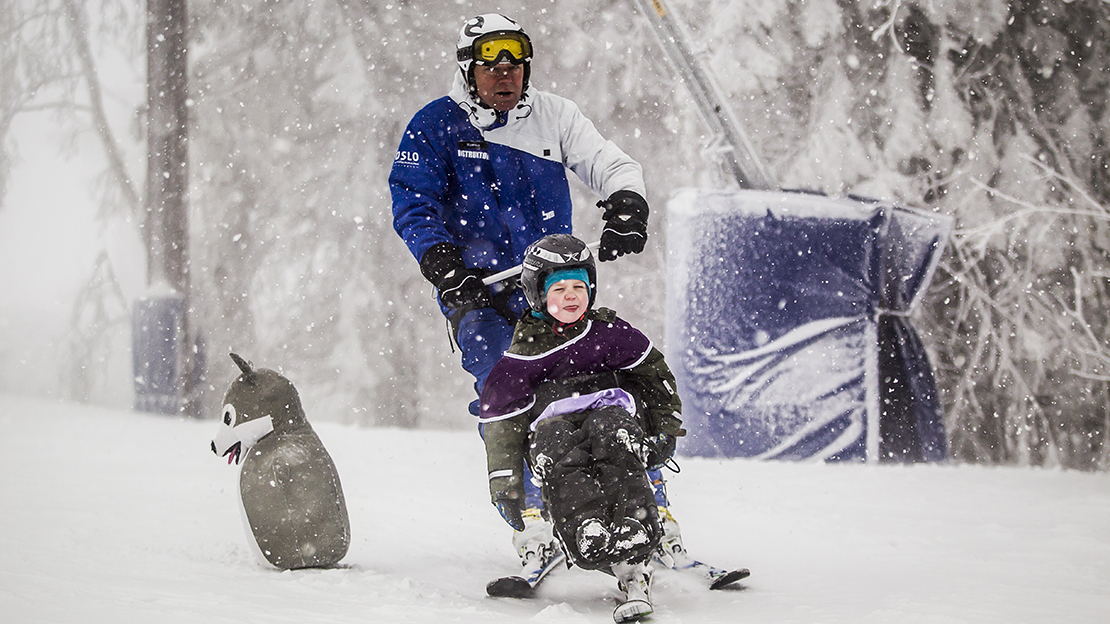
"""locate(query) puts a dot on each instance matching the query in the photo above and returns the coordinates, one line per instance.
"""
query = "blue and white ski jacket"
(494, 183)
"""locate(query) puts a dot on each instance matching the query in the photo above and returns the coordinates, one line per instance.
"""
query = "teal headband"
(578, 273)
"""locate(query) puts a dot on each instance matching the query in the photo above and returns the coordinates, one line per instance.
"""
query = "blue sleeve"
(419, 182)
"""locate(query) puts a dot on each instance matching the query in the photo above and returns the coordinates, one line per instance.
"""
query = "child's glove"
(625, 229)
(510, 509)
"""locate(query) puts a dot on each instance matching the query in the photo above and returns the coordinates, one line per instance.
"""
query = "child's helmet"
(491, 39)
(554, 252)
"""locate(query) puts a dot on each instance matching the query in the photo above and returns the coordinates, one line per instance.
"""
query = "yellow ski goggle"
(502, 47)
★ ★ ★
**WORK TO DO:** Format all the rows above as a JSON list of strings, one string per line. Skip blank lines and leave out the pictures.

**PROBLEM SOLUTION:**
[
  "\"\"\"locate(query) puts a dot on each instance matching the query in the photo above and returns the coordinates, one line per instance.",
  "\"\"\"",
  "query = \"blue and white ski jacket\"",
  "(494, 183)",
  "\"\"\"locate(query) puts a dot on each instance matching the query in the photo above and returns the coordinates, one line per instance.",
  "\"\"\"",
  "query = \"teal headband\"",
  "(578, 273)",
  "\"\"\"locate(query) puts a dot on each instance matching the query in the photo above and returns the coordinates, one line per instance.",
  "\"\"\"",
  "query = \"blue sleeve\"",
  "(419, 182)",
  "\"\"\"locate(query) puts a dot on each instance matching the query in the photo above and returns the coordinates, one line per instance.",
  "\"\"\"",
  "query = \"child's glove\"",
  "(625, 229)",
  "(510, 509)",
  "\"\"\"locate(query) puts a dot on each instance matching the query in the photo above and returns the coordinates, one line per instance.",
  "\"\"\"",
  "query = \"child's helmet\"",
  "(491, 39)",
  "(554, 252)",
  "\"\"\"locate(query) puts a dot on each instance matching the query in the photo above and returns the coordinates, one line per instance.",
  "\"\"\"",
  "query = \"yellow ski goggle\"",
  "(502, 47)"
]